Quote the forum thread below between "There is a lot" and "could be considered.", inclusive.

### Source document
— BEGIN —

# mechanic wanting to live in america



## kinggy999 (Jan 22, 2012)

im a 21 year old motor mechanic and want to live and work in america , just wondering if anybody knows the chances of this or good steps to take to achieve this ,any information would be great thank you


----------



## Davis1 (Feb 20, 2009)

kinggy999 said:


> im a 21 year old motor mechanic and want to live and work in america , just wondering if anybody knows the chances of this or good steps to take to achieve this ,any information would be great thank you


pretty much no chance at all ... a degree is pretty much a minimum requirement


----------



## Kathleen Kischer (Feb 1, 2012)

There is a lot of work in Canada for mechanics, have you considered moving to Alberta. The going rate for techs is $22.00EUR per hour


----------



## rachel100 (Jan 31, 2012)

*motor mechanic vacancy*

Hi,

We have an independent auto repair shop in Los Angeles, CA. We are currently looking for a mechanic skilled in repairing English cars. Other high line European car experience could be considered. 

If you have previous experience and training, I would love to hear from you. We have been trying to find a qualified candidate for a number of months now. Since we are not having any luck, I am now expanding our search to the UK. Please message me if you are interested.

Thanks,
Rachel


----------



## kinggy999 (Jan 22, 2012)

— END —

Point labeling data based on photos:
— BEGIN —

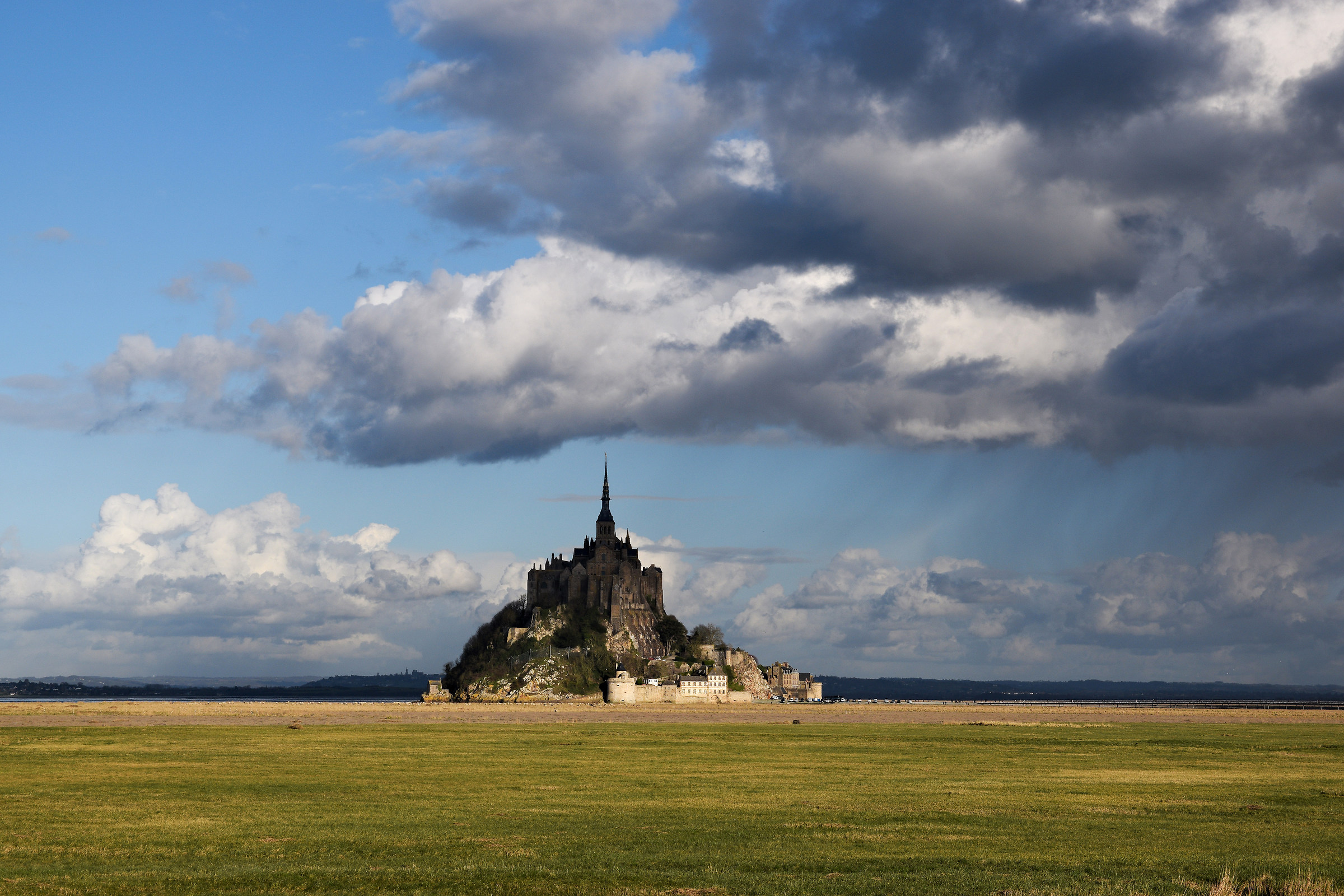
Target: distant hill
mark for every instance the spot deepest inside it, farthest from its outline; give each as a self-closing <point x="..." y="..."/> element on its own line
<point x="413" y="679"/>
<point x="180" y="682"/>
<point x="1090" y="689"/>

— END —

### Result of this task
There is a lot of work in Canada for mechanics, have you considered moving to Alberta. The going rate for techs is $22.00EUR per hour


----------



## rachel100 (Jan 31, 2012)

*motor mechanic vacancy*

Hi,

We have an independent auto repair shop in Los Angeles, CA. We are currently looking for a mechanic skilled in repairing English cars. Other high line European car experience could be considered.